(Exercise directions) Format the items below as a numbered list, leaving out any blank lines.

:: Record excerpts

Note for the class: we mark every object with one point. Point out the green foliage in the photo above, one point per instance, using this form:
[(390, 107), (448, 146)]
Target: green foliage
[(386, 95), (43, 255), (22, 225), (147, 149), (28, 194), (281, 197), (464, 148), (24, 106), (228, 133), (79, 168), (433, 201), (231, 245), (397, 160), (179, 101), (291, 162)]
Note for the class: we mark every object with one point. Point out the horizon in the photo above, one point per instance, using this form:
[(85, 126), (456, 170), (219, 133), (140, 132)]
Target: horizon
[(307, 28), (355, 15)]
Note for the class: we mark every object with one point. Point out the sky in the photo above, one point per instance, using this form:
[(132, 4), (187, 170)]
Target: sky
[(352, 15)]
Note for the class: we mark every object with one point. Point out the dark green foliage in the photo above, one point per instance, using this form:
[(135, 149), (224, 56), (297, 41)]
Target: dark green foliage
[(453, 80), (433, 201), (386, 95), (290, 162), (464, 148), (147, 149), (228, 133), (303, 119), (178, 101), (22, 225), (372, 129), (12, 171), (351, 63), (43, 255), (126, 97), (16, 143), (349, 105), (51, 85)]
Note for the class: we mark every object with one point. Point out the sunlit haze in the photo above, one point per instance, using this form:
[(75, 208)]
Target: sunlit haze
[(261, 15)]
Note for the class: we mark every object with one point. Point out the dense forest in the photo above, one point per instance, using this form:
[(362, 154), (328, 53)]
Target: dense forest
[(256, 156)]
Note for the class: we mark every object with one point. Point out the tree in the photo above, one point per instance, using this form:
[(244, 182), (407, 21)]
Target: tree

::::

(Reply to the task)
1. Note for the class: we mark every object with one point. Point out the green foliage in the photo above, one point per instance, using this form:
2. [(390, 107), (448, 146)]
3. Target: green foliage
4. [(386, 95), (43, 255), (22, 225), (147, 149), (28, 194), (281, 197), (464, 148), (24, 106), (228, 133), (79, 168), (433, 201), (231, 245), (397, 160), (179, 101), (291, 162)]
5. Note for the class: we mark every object with one point. Point out the horizon in the photo above, one point per instance, using this form:
6. [(85, 126), (456, 170), (219, 133), (140, 132)]
7. Target: horizon
8. [(307, 28), (355, 15)]
9. Note for the class: we mark every object with one point. Point out the sky in the photo above, one point per instance, using this form:
10. [(132, 4), (187, 170)]
11. Target: sky
12. [(352, 15)]
13. Note for the class: we mark every object with one point. Point out the dark green foliage in the photo above, one point per instance, using this form:
14. [(135, 149), (224, 56), (297, 41)]
15. Target: dark green foliage
16. [(453, 80), (433, 201), (386, 95), (290, 162), (464, 148), (147, 149), (228, 133), (303, 119), (178, 101), (22, 225), (372, 129), (12, 171), (351, 63), (43, 255), (126, 97), (16, 143), (349, 105), (51, 85)]
17. Note for the class: we mark every object with one point. Point out the sunlit haze in the photo above, one point per instance, using this form:
18. [(75, 208)]
19. Target: sunlit haze
20. [(261, 15)]
21. Note for the class: we mark every object with one point. Point out the dense forest in the photo above, one point per instance, using this form:
22. [(362, 154), (328, 53)]
23. Target: dense forest
24. [(256, 156)]
25. Note for the class: we mark every object with one point. Point out the tree in the photo above, one point per instance, using this form:
26. [(244, 182), (407, 21)]
27. Target: tree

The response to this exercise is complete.